» Prompt: Render every line of the records below as a numbered list, and omit any blank lines.

» Records for this task:
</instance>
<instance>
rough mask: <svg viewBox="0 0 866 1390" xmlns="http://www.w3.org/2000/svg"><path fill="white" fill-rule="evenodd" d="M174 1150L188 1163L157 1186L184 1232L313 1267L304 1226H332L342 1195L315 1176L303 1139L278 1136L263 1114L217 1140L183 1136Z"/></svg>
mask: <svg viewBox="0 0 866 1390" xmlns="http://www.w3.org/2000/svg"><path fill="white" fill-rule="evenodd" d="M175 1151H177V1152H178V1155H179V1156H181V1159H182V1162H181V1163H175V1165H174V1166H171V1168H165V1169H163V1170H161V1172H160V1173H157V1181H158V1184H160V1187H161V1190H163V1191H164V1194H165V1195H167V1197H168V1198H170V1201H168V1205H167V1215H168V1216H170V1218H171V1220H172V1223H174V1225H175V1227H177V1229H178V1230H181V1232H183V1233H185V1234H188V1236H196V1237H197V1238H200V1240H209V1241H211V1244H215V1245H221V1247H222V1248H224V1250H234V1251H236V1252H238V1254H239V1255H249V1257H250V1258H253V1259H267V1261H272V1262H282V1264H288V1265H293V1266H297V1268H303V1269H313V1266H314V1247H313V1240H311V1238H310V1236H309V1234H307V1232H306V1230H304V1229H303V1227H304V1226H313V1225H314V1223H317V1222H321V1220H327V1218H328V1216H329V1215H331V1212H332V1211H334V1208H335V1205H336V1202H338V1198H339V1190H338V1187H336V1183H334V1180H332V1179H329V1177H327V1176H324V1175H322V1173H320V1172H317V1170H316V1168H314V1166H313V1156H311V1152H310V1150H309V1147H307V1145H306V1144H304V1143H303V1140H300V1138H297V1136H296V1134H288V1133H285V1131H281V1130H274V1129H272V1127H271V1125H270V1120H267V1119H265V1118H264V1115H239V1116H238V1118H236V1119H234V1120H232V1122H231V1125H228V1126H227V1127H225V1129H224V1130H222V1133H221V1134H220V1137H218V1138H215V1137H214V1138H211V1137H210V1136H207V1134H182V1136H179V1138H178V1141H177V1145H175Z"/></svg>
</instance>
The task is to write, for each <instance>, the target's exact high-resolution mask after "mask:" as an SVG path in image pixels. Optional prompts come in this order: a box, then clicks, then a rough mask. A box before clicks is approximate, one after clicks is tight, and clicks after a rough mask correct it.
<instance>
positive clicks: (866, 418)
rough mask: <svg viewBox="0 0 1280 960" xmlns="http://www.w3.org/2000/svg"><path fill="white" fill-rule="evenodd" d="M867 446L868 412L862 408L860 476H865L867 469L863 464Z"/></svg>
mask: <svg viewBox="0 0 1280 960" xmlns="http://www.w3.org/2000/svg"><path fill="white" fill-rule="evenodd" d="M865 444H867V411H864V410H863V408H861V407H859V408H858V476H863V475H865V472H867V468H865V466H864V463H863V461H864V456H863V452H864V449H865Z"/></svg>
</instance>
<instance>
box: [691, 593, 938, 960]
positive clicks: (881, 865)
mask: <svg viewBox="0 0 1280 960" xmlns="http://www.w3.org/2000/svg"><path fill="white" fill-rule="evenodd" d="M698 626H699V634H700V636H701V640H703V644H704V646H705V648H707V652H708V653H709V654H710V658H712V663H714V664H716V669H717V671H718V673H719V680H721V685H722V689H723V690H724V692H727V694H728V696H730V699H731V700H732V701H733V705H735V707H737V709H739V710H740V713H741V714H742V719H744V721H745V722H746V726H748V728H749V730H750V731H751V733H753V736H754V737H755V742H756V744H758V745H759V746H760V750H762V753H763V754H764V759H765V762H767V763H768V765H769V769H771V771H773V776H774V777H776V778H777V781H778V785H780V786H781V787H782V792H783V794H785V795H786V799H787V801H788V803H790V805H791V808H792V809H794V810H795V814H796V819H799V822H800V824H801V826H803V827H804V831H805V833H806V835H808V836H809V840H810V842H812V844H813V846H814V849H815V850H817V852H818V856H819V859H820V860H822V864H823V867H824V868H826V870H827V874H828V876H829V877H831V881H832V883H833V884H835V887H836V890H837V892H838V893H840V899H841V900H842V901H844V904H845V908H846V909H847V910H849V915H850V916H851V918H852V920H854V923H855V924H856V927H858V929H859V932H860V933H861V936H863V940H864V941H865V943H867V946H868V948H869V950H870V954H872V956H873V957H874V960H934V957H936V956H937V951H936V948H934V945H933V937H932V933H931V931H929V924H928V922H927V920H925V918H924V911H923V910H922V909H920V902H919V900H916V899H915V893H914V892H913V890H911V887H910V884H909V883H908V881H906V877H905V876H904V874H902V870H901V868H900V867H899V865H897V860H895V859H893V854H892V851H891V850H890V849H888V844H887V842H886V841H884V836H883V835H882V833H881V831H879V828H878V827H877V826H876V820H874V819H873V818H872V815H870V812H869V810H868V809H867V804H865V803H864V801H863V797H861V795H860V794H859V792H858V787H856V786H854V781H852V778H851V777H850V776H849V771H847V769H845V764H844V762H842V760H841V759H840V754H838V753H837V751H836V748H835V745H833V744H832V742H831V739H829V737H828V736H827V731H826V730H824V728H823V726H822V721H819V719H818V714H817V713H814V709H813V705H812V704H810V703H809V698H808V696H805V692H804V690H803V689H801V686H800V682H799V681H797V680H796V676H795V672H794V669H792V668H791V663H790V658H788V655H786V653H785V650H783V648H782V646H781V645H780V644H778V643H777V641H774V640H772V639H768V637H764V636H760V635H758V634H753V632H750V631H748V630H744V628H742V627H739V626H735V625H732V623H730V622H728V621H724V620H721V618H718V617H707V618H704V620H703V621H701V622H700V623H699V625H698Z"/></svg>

» Solution to the exercise:
1. </instance>
2. <instance>
3. rough mask: <svg viewBox="0 0 866 1390" xmlns="http://www.w3.org/2000/svg"><path fill="white" fill-rule="evenodd" d="M174 1150L188 1163L157 1186L184 1232L313 1267L304 1226H332L342 1195L315 1176L303 1139L278 1136L263 1114L217 1140L183 1136Z"/></svg>
4. mask: <svg viewBox="0 0 866 1390" xmlns="http://www.w3.org/2000/svg"><path fill="white" fill-rule="evenodd" d="M175 1151H177V1152H178V1155H179V1156H181V1159H182V1162H181V1163H175V1165H174V1166H171V1168H165V1169H163V1170H161V1172H160V1173H157V1181H158V1184H160V1187H161V1190H163V1191H164V1194H165V1195H167V1197H168V1198H170V1201H168V1205H167V1215H168V1216H170V1218H171V1220H172V1223H174V1225H175V1227H177V1229H178V1230H181V1232H183V1233H185V1234H188V1236H196V1237H197V1238H200V1240H209V1241H211V1244H215V1245H221V1247H222V1248H224V1250H234V1251H236V1252H238V1254H239V1255H249V1257H250V1258H253V1259H267V1261H272V1262H282V1264H288V1265H293V1266H297V1268H303V1269H313V1266H314V1247H313V1240H311V1238H310V1236H309V1234H307V1232H306V1230H304V1229H303V1227H304V1226H313V1225H314V1223H317V1222H321V1220H327V1218H328V1216H329V1215H331V1212H332V1211H334V1208H335V1205H336V1202H338V1198H339V1190H338V1187H336V1183H334V1180H332V1179H329V1177H327V1176H324V1175H322V1173H320V1172H317V1170H316V1168H314V1166H313V1156H311V1152H310V1150H309V1147H307V1145H306V1144H304V1143H303V1140H300V1138H297V1136H296V1134H288V1133H285V1131H281V1130H274V1129H272V1127H271V1125H270V1120H267V1119H265V1118H264V1115H239V1116H238V1118H236V1119H234V1120H232V1122H231V1125H228V1126H227V1127H225V1129H224V1130H222V1133H221V1134H220V1137H218V1138H215V1137H214V1138H211V1137H210V1136H207V1134H182V1136H179V1138H178V1141H177V1145H175Z"/></svg>
5. </instance>
6. The task is to write, for each <instance>, the target's exact high-resolution mask after "mask:" as an SVG path in image pixels. Optional prompts come in this order: a box, then clicks, then a rough mask. A box before clicks is approximate, one after clicks is tight, and clicks after a rough mask correct it.
7. <instance>
8. positive clicks: (866, 418)
9. rough mask: <svg viewBox="0 0 1280 960" xmlns="http://www.w3.org/2000/svg"><path fill="white" fill-rule="evenodd" d="M867 446L868 412L862 408L860 476H865L867 469L863 464Z"/></svg>
10. mask: <svg viewBox="0 0 1280 960" xmlns="http://www.w3.org/2000/svg"><path fill="white" fill-rule="evenodd" d="M865 444H867V411H864V410H863V408H861V407H859V408H858V476H863V475H865V472H867V468H865V466H864V463H863V461H864V456H863V452H864V449H865Z"/></svg>
11. </instance>
12. <instance>
13. box: [691, 593, 938, 960]
14. positive clicks: (881, 865)
15. mask: <svg viewBox="0 0 1280 960" xmlns="http://www.w3.org/2000/svg"><path fill="white" fill-rule="evenodd" d="M698 626H699V634H700V636H701V640H703V644H704V646H705V648H707V652H708V653H709V654H710V658H712V663H714V664H716V669H717V671H718V673H719V680H721V685H722V689H723V690H724V692H727V694H728V696H730V699H731V700H732V701H733V705H735V707H737V709H739V710H740V713H741V714H742V719H744V721H745V722H746V726H748V728H749V730H750V731H751V733H753V736H754V737H755V742H756V744H758V745H759V746H760V750H762V753H763V754H764V759H765V762H767V763H768V765H769V769H771V771H773V776H774V777H776V778H777V781H778V785H780V786H781V787H782V792H783V794H785V795H786V799H787V801H788V803H790V805H791V808H792V809H794V810H795V814H796V819H799V822H800V824H801V826H803V827H804V831H805V833H806V835H808V836H809V840H810V842H812V844H813V846H814V849H815V850H817V852H818V856H819V859H820V860H822V864H823V867H824V868H826V870H827V874H828V876H829V877H831V881H832V883H833V884H835V887H836V890H837V892H838V893H840V899H841V900H842V901H844V904H845V908H846V909H847V910H849V915H850V916H851V918H852V920H854V923H855V924H856V927H858V929H859V932H860V933H861V936H863V940H864V941H865V943H867V946H868V948H869V950H870V954H872V956H873V957H874V960H934V957H936V956H937V951H936V948H934V945H933V937H932V933H931V931H929V924H928V922H927V920H925V918H924V911H923V910H922V909H920V902H919V900H916V899H915V893H914V892H913V890H911V887H910V884H909V883H908V881H906V877H905V876H904V874H902V870H901V868H900V867H899V865H897V860H895V859H893V854H892V851H891V850H890V849H888V844H887V842H886V841H884V836H883V835H882V833H881V831H879V828H878V827H877V826H876V820H874V819H873V818H872V815H870V812H869V810H868V809H867V804H865V803H864V801H863V797H861V795H860V794H859V792H858V787H856V786H854V781H852V778H851V777H850V776H849V771H847V769H845V764H844V762H842V760H841V759H840V754H838V753H837V751H836V748H835V745H833V744H832V742H831V739H829V737H828V736H827V731H826V730H824V728H823V726H822V721H819V719H818V714H817V713H814V709H813V705H812V704H810V703H809V698H808V696H805V692H804V690H803V689H801V686H800V682H799V681H797V680H796V676H795V672H794V669H792V668H791V663H790V658H788V655H786V653H785V650H783V648H782V646H781V645H780V644H778V643H777V641H774V640H772V639H768V637H764V636H760V635H758V634H753V632H750V631H748V630H744V628H742V627H739V626H735V625H732V623H730V622H728V621H724V620H721V618H718V617H707V618H704V620H703V621H701V622H700V623H699V625H698Z"/></svg>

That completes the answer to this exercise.